Stated problem: How many lines of the material below contain the string "wheel", with case counting? Give only the number.

Supplied material:

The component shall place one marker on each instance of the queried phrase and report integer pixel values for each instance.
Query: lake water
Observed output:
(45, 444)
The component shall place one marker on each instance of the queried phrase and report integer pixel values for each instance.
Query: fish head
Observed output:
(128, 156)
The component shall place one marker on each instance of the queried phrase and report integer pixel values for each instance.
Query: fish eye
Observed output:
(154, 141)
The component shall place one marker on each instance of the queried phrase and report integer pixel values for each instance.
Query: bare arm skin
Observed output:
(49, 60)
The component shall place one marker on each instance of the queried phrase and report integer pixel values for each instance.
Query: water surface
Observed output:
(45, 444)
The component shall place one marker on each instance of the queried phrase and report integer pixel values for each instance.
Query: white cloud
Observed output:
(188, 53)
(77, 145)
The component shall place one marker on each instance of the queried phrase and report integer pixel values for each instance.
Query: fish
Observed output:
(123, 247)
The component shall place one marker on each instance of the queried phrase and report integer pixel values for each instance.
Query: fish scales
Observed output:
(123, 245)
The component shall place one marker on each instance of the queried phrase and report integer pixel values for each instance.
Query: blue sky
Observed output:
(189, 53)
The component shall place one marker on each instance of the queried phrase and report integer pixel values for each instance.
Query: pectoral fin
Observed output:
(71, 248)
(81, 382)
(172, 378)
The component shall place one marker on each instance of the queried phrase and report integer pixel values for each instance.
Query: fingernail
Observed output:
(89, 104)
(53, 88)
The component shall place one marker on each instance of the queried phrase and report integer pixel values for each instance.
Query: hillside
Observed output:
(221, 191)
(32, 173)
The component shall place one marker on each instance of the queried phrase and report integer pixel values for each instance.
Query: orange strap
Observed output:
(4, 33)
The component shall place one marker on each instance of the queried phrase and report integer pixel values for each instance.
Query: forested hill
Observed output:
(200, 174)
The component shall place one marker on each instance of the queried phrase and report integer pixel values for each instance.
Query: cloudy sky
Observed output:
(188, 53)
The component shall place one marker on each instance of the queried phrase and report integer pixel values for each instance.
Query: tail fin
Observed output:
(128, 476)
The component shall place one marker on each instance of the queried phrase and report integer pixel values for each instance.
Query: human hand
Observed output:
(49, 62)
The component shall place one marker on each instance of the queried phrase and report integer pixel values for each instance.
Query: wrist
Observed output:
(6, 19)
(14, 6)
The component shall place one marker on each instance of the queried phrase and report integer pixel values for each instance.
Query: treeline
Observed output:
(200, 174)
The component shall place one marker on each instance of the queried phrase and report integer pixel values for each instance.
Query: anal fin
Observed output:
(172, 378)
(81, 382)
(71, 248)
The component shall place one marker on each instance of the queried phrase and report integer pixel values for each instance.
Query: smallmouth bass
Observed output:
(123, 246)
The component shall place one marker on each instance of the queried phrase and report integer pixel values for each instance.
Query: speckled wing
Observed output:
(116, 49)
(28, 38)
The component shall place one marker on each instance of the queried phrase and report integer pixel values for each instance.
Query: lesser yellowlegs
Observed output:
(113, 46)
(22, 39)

* * *

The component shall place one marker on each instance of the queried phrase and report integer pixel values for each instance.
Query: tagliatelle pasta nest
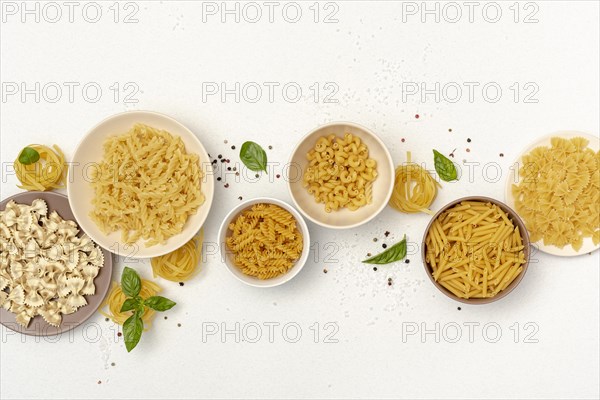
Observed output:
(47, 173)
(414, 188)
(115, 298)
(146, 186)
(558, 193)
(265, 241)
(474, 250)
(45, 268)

---

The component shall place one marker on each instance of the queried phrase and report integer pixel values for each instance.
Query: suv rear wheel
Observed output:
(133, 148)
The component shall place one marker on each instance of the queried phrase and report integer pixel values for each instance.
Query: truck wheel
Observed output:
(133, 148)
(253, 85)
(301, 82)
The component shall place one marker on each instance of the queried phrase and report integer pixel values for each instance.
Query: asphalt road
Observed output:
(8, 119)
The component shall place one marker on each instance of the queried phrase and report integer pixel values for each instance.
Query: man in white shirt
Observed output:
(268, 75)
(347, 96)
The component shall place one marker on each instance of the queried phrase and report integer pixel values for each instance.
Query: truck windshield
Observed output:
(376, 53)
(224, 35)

Answer to the exercise: 2